━━━ Material for the task ━━━

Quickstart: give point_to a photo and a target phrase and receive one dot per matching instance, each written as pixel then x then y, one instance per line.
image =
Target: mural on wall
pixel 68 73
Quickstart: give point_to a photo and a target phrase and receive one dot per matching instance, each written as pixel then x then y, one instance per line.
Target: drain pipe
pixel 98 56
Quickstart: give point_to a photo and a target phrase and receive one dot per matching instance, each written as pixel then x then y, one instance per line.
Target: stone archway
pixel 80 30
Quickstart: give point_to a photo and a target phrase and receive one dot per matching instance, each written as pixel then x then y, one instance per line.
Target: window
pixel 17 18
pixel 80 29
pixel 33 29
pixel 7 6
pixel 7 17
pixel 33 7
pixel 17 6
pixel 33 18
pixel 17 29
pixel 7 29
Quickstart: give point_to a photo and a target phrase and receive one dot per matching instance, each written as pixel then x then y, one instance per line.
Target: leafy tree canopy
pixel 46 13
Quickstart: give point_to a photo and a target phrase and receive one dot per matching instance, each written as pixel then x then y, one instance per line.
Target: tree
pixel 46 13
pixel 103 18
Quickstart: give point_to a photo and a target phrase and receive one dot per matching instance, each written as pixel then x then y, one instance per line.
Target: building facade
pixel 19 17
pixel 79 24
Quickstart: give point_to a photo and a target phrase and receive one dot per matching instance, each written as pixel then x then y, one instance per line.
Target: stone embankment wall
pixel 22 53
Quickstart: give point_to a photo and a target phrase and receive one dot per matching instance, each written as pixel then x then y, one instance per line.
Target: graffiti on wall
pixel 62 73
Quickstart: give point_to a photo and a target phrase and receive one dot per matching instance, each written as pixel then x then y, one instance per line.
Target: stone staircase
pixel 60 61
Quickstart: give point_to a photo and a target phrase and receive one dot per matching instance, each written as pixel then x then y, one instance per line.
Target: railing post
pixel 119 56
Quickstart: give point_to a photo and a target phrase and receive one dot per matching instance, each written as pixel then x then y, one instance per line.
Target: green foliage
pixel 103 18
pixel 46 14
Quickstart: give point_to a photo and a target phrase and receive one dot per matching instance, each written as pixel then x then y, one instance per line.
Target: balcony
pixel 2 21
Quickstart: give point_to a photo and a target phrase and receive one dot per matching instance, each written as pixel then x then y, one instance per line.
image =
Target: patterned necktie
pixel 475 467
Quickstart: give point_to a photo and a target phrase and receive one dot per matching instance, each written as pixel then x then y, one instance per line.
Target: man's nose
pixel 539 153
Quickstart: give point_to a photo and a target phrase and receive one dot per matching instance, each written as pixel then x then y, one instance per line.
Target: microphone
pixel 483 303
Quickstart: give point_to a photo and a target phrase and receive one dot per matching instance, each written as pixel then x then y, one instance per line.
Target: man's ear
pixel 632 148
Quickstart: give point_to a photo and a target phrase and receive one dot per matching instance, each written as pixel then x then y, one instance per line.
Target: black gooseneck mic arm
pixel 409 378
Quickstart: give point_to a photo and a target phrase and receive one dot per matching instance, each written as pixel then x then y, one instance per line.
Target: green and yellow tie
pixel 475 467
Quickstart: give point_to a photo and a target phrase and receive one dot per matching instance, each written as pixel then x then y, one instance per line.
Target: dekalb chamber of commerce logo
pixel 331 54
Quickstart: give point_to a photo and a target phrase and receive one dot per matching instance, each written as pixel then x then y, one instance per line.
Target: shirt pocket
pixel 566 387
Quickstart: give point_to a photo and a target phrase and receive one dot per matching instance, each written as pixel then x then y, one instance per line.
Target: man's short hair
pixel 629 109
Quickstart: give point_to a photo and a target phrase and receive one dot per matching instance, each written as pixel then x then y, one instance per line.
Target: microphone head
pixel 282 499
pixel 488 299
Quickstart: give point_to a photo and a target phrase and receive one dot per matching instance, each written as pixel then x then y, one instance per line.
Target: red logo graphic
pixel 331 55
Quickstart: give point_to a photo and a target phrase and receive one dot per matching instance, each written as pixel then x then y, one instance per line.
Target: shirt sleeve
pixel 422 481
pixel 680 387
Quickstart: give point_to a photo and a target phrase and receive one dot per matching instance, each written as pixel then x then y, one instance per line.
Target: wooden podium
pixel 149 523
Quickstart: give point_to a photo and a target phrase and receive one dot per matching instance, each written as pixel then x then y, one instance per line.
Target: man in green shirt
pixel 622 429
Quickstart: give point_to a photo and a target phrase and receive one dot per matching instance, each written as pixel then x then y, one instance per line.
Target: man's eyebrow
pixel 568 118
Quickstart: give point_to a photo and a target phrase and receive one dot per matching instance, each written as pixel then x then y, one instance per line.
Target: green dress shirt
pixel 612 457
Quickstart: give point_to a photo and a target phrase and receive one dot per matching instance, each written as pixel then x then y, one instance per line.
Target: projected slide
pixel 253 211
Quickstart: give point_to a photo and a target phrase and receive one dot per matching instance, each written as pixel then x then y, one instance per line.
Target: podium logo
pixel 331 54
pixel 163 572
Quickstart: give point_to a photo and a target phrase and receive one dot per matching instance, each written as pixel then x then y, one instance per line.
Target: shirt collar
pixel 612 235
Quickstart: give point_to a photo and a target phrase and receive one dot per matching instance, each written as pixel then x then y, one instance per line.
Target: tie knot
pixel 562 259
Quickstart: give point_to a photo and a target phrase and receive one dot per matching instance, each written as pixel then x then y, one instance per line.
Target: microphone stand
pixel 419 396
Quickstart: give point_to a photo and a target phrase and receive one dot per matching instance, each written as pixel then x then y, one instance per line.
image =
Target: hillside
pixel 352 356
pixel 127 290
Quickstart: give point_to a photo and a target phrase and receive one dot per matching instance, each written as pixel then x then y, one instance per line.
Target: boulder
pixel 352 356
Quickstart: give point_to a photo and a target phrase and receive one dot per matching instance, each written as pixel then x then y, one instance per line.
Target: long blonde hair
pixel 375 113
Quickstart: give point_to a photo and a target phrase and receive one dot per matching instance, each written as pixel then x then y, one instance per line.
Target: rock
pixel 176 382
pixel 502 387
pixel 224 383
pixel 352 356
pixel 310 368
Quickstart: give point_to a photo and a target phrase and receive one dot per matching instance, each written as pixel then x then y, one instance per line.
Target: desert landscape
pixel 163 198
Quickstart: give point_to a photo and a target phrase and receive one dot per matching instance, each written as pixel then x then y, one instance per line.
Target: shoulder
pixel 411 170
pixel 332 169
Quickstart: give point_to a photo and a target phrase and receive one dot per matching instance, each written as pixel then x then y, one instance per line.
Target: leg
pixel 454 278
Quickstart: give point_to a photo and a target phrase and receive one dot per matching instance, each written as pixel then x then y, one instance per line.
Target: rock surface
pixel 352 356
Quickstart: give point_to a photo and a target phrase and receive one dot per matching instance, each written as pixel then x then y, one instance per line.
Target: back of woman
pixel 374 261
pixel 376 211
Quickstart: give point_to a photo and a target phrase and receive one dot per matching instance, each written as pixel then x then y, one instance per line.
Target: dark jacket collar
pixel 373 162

━━━

Every entry must be quoted exactly as it appears above.

◆ Task solution:
Quickstart: give point_to a photo and a target phrase and receive one dot per matching instance, each written as pixel then x then y, one instance per line.
image =
Target: mural on wall
pixel 68 73
Quickstart: give point_to a photo and a target phrase and receive one dot per matching instance, each written as pixel then x then y, one instance per line.
Target: drain pipe
pixel 98 56
Quickstart: give point_to a photo and a target phrase and receive one dot per matching instance, each written as pixel then x then y, one instance per line.
Target: stone archway
pixel 80 30
Quickstart: give point_to a photo and a target phrase and receive one dot per matching instance, each written as pixel then x then y, one instance per line.
Target: window
pixel 17 18
pixel 80 29
pixel 33 29
pixel 7 6
pixel 7 17
pixel 33 7
pixel 17 6
pixel 33 18
pixel 17 29
pixel 7 29
Quickstart: give point_to a photo and a target phrase and receive one dot per matching instance, each written as pixel then x then y, one instance per line.
Target: leafy tree canopy
pixel 46 13
Quickstart: give point_to a photo and a target phrase and receive one dot per matching instance, each written as pixel then x then y, one instance per line.
Target: tree
pixel 46 13
pixel 103 18
Quickstart: give point_to a photo and a target phrase and receive one dot per matching instance, each written as pixel then x then y, one instance per line.
Target: building facade
pixel 19 17
pixel 79 24
Quickstart: give point_to a photo and a target phrase and receive one dot per matching instance, each written as pixel then x then y, one instance per line.
Target: stone embankment wall
pixel 22 53
Quickstart: give point_to a photo and a target phrase and receive one dot per matching instance, each written as pixel then x then y, one instance per line.
Target: graffiti on wall
pixel 62 73
Quickstart: give point_to a photo and a target phrase and receive one dot per matching instance, each written as pixel then x then y, one instance per line.
Target: stone staircase
pixel 60 61
Quickstart: give point_to a photo and a target phrase and receive one dot per matching instance, each written as pixel then x then y, one instance per line.
Target: railing post
pixel 119 56
Quickstart: give point_to a photo and a target phrase and receive one dot per matching instance, each written as pixel then x then y, one instance per line.
Target: green foliage
pixel 103 18
pixel 46 14
Quickstart: give point_to a photo and a target phrase and receive one dot per matching instance, each written as pixel then x then y, one instance per line.
Target: balcony
pixel 2 21
Quickstart: give point_to a photo and a target phrase and receive one dot per matching instance, each written as pixel then x then y, one instance per line.
image =
Target: patterned necktie
pixel 475 467
Quickstart: give point_to a photo and a target phrase and receive one dot per matching instance, each written as pixel then x then y, one instance per line.
Target: man's nose
pixel 539 153
Quickstart: give point_to a photo and a target phrase and receive one dot per matching instance, each written as pixel then x then y, one instance per line.
Target: microphone
pixel 483 303
Quickstart: give point_to a photo and a target phrase and receive one dot per matching instance, each written as pixel then x then y, one instance per line.
Target: man's ear
pixel 632 148
Quickstart: give point_to a photo and a target phrase and receive one dot per matching instance, each written as pixel then x then y, one instance per line.
Target: black gooseneck mic arm
pixel 409 378
Quickstart: give point_to a photo and a target phrase and receive one dot per matching instance, each written as pixel then x then y, one instance per line.
Target: green and yellow tie
pixel 475 467
Quickstart: give point_to a photo and a target phrase and receive one dot per matching instance, each written as pixel then x then y, one instance per line.
Target: dekalb chamber of commerce logo
pixel 331 54
Quickstart: give point_to a photo and a target phrase and receive one dot per matching instance, each written as pixel then x then y, one instance per line.
Target: shirt pocket
pixel 566 387
Quickstart: give point_to a photo and a target phrase and receive one dot per matching instance, each written as pixel then x then y, one instance per line.
Target: man's short hair
pixel 629 109
Quickstart: give point_to a photo and a target phrase and receive one dot per matching instance, each written as pixel then x then y, one instance per line.
Target: microphone head
pixel 282 499
pixel 488 299
Quickstart: give point_to a photo and a target phrase and receive one dot per matching instance, each written as pixel then x then y, one instance per line.
Target: red logo graphic
pixel 331 55
Quickstart: give point_to a photo and a target phrase and receive one dot per matching instance, each written as pixel then x then y, one instance per line.
Target: shirt sleeve
pixel 422 481
pixel 680 387
Quickstart: give point_to a photo and a target phrase and receive one dot per matching instance, each written as pixel then x then y, one instance per line.
Target: wooden podium
pixel 149 523
Quickstart: give point_to a photo and a target phrase and receive one dot per matching instance, each written as pixel then x then y, one instance per line.
Target: man in green shirt
pixel 622 429
Quickstart: give point_to a photo and a target phrase and receive one dot per matching instance, each written as pixel then x then y, one instance per line.
Target: man's eyebrow
pixel 568 118
Quickstart: give point_to a photo and a target phrase and receive one dot per matching instance, each written as pixel then x then y, one instance per line.
Target: green dress shirt
pixel 612 457
Quickstart: give point_to a photo and a target phrase and receive one dot per matching instance, each written as pixel then x then y, one instance per line.
Target: projected slide
pixel 253 211
Quickstart: give point_to a photo and a target phrase and receive one dot per matching instance, each written as pixel then x then y, one instance per line.
Target: podium logo
pixel 331 54
pixel 163 572
Quickstart: give point_to a photo and a target phrase and receive one dot per matching instance, each written as pixel then x then y, one instance per line.
Target: shirt collar
pixel 612 235
Quickstart: give point_to a photo and a target phrase and receive one dot per matching instance, each written as pixel then x then y, one instance per line.
Target: tie knot
pixel 562 259
Quickstart: give point_to a photo and a target phrase and receive one dot per matching instance, each written as pixel then x then y, one instance per line.
Target: microphone stand
pixel 419 396
Quickstart: give point_to a photo and a target phrase and receive one dot per matching instance, each written as pixel then x then y, one instance per line.
image =
Target: hillside
pixel 352 356
pixel 127 290
Quickstart: give point_to a photo and a target phrase and receive one dot per matching instance, each written as pixel then x then y, one instance per line.
Target: boulder
pixel 352 356
Quickstart: give point_to a photo and a target phrase and receive one dot per matching instance, each written as pixel then x then y, one instance per line.
Target: long blonde hair
pixel 375 113
Quickstart: give point_to a photo and a target phrase and receive one dot per matching instance, each written as pixel then x then y, one instance per line.
Target: rock
pixel 176 382
pixel 502 387
pixel 224 383
pixel 352 356
pixel 310 368
Quickstart: give point_to a photo and a target phrase and receive one dot per matching instance, each written as pixel then x then y, one instance per line.
Target: desert landscape
pixel 163 198
Quickstart: give point_to a photo and a target phrase and receive one dot per matching instance, each written as pixel then x then y, one instance per line.
Target: shoulder
pixel 411 170
pixel 332 169
Quickstart: give point_to a photo and a target phrase and receive one dot per matching instance, each written as pixel then x then y, one instance per line.
Target: leg
pixel 454 278
Quickstart: give point_to a photo and a target phrase and receive one dot per matching instance, each written as pixel then x then y, one instance per line.
Target: rock surface
pixel 352 356
Quickstart: give point_to a photo and a target phrase and receive one dot per matching instance, each written as pixel then x then y, one instance per line.
Target: back of woman
pixel 374 261
pixel 376 211
Quickstart: give point_to a photo and a target phrase and receive one dot per matching instance, each written as pixel then x then y, one instance per line.
Target: dark jacket collar
pixel 373 162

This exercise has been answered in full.